REQUIREMENT - Copy out the entries that come next, exactly.

INPUT RECORDS -
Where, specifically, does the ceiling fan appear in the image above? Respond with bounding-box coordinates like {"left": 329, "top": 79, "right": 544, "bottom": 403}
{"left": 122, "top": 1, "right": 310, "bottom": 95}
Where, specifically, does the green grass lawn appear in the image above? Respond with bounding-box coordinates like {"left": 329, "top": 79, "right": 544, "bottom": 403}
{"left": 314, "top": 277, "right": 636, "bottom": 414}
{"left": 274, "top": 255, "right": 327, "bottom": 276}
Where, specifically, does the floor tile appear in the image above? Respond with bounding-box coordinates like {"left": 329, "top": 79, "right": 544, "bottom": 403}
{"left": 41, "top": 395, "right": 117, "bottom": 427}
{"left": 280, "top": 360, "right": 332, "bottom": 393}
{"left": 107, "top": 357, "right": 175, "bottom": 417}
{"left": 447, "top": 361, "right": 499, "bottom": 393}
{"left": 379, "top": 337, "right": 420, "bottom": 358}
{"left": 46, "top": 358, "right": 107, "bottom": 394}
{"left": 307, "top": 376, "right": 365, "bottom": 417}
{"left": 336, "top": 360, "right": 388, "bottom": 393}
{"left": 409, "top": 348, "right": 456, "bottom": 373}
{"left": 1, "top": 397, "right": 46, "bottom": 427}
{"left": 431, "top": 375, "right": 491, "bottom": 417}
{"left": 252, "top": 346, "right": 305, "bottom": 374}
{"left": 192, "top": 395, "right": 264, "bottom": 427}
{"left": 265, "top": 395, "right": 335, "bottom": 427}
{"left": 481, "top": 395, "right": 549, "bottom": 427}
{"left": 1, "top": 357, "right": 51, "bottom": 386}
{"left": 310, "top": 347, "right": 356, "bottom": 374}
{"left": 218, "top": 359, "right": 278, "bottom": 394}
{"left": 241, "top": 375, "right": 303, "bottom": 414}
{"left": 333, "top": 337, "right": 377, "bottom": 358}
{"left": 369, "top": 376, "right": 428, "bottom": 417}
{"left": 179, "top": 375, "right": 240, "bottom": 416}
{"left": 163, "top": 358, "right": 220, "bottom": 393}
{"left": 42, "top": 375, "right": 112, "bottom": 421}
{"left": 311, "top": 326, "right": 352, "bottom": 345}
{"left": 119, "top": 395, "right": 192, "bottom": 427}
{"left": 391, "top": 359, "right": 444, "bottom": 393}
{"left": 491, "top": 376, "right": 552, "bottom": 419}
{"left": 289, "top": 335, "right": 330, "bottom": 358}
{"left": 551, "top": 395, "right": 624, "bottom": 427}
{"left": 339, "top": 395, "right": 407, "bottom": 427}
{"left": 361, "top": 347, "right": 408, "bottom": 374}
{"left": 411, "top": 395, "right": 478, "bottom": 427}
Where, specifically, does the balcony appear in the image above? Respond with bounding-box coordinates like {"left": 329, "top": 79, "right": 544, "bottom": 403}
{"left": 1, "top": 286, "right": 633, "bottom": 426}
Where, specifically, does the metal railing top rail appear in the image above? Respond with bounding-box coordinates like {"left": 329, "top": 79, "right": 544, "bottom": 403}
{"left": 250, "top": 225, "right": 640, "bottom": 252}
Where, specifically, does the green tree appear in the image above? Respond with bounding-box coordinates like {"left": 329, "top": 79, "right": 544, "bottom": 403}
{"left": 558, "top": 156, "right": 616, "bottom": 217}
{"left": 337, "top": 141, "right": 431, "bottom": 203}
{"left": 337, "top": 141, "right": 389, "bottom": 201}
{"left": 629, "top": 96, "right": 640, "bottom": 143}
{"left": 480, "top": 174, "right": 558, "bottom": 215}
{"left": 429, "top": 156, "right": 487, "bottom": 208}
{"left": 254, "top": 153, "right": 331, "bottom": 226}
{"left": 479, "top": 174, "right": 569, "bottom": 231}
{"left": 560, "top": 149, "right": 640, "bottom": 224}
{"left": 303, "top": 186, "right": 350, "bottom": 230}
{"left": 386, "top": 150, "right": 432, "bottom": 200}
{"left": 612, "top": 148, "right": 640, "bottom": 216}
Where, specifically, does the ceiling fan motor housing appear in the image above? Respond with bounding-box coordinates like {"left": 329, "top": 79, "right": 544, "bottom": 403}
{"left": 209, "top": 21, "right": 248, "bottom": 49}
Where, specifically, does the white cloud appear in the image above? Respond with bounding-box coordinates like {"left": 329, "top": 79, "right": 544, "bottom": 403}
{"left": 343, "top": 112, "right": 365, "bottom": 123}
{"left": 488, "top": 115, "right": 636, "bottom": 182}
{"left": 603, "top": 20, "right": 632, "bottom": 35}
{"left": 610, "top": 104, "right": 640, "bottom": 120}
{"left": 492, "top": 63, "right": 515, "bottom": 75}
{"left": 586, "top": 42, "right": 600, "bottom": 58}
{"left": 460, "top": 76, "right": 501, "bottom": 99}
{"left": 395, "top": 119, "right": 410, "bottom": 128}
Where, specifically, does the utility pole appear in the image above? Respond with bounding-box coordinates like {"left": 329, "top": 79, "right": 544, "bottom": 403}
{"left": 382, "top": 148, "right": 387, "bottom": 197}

SOLUTION TO THIS PROBLEM -
Where, specifically, does the ceiling fan appear in the image above? Respond with bounding-box coordinates like {"left": 329, "top": 79, "right": 544, "bottom": 403}
{"left": 122, "top": 1, "right": 310, "bottom": 95}
Where, specifically, does the green grass lawn appear in the image above? Respond with bounding-box coordinates like {"left": 329, "top": 79, "right": 544, "bottom": 403}
{"left": 314, "top": 277, "right": 636, "bottom": 414}
{"left": 274, "top": 255, "right": 327, "bottom": 276}
Where, specifically, does the floor tile appear in the image above? Respond with bounding-box coordinates like {"left": 329, "top": 79, "right": 544, "bottom": 403}
{"left": 41, "top": 395, "right": 117, "bottom": 427}
{"left": 280, "top": 360, "right": 332, "bottom": 393}
{"left": 107, "top": 357, "right": 175, "bottom": 417}
{"left": 447, "top": 361, "right": 499, "bottom": 393}
{"left": 379, "top": 337, "right": 420, "bottom": 358}
{"left": 46, "top": 358, "right": 107, "bottom": 394}
{"left": 307, "top": 376, "right": 365, "bottom": 417}
{"left": 336, "top": 360, "right": 388, "bottom": 393}
{"left": 409, "top": 348, "right": 456, "bottom": 373}
{"left": 1, "top": 397, "right": 46, "bottom": 427}
{"left": 431, "top": 375, "right": 491, "bottom": 417}
{"left": 252, "top": 346, "right": 305, "bottom": 374}
{"left": 192, "top": 395, "right": 264, "bottom": 427}
{"left": 265, "top": 395, "right": 335, "bottom": 427}
{"left": 481, "top": 395, "right": 549, "bottom": 427}
{"left": 1, "top": 357, "right": 51, "bottom": 386}
{"left": 310, "top": 347, "right": 356, "bottom": 374}
{"left": 218, "top": 359, "right": 278, "bottom": 394}
{"left": 241, "top": 375, "right": 303, "bottom": 414}
{"left": 333, "top": 337, "right": 377, "bottom": 358}
{"left": 369, "top": 376, "right": 428, "bottom": 417}
{"left": 179, "top": 375, "right": 240, "bottom": 416}
{"left": 163, "top": 358, "right": 220, "bottom": 393}
{"left": 42, "top": 375, "right": 112, "bottom": 421}
{"left": 311, "top": 326, "right": 352, "bottom": 345}
{"left": 119, "top": 395, "right": 192, "bottom": 427}
{"left": 391, "top": 359, "right": 444, "bottom": 393}
{"left": 491, "top": 376, "right": 552, "bottom": 419}
{"left": 289, "top": 335, "right": 330, "bottom": 358}
{"left": 551, "top": 395, "right": 624, "bottom": 427}
{"left": 339, "top": 395, "right": 407, "bottom": 427}
{"left": 361, "top": 347, "right": 408, "bottom": 374}
{"left": 411, "top": 395, "right": 478, "bottom": 427}
Where, specifically, does the balcony appear in the image above? Respond with bounding-box coordinates like {"left": 329, "top": 79, "right": 544, "bottom": 403}
{"left": 1, "top": 286, "right": 633, "bottom": 426}
Where, specifically, does the metal railing top rail appear in the image above? Respond with bounding-box coordinates like {"left": 329, "top": 79, "right": 544, "bottom": 403}
{"left": 250, "top": 225, "right": 640, "bottom": 252}
Where, specifically, does the green tree appear in the image above? Respond with bounding-box coordinates like {"left": 329, "top": 79, "right": 544, "bottom": 403}
{"left": 558, "top": 156, "right": 616, "bottom": 217}
{"left": 337, "top": 141, "right": 431, "bottom": 203}
{"left": 337, "top": 141, "right": 389, "bottom": 201}
{"left": 629, "top": 96, "right": 640, "bottom": 143}
{"left": 480, "top": 174, "right": 558, "bottom": 215}
{"left": 429, "top": 156, "right": 487, "bottom": 208}
{"left": 254, "top": 153, "right": 331, "bottom": 226}
{"left": 479, "top": 174, "right": 569, "bottom": 231}
{"left": 560, "top": 149, "right": 640, "bottom": 224}
{"left": 303, "top": 186, "right": 350, "bottom": 230}
{"left": 386, "top": 150, "right": 432, "bottom": 200}
{"left": 612, "top": 148, "right": 640, "bottom": 216}
Where, specifically, does the ceiling fan motor housing appear in the image above? Respond with bounding-box coordinates like {"left": 329, "top": 79, "right": 544, "bottom": 403}
{"left": 209, "top": 21, "right": 248, "bottom": 49}
Where, specifically, does the white cloud appear in the image above? Respond with bounding-box coordinates like {"left": 329, "top": 79, "right": 544, "bottom": 403}
{"left": 343, "top": 112, "right": 365, "bottom": 123}
{"left": 488, "top": 115, "right": 636, "bottom": 182}
{"left": 603, "top": 20, "right": 632, "bottom": 35}
{"left": 610, "top": 104, "right": 640, "bottom": 120}
{"left": 492, "top": 63, "right": 515, "bottom": 75}
{"left": 586, "top": 42, "right": 600, "bottom": 58}
{"left": 460, "top": 76, "right": 501, "bottom": 99}
{"left": 395, "top": 119, "right": 410, "bottom": 128}
Where, specifically, does the utility pole appear in the image above? Respond with bounding-box coordinates like {"left": 329, "top": 79, "right": 544, "bottom": 403}
{"left": 382, "top": 148, "right": 387, "bottom": 197}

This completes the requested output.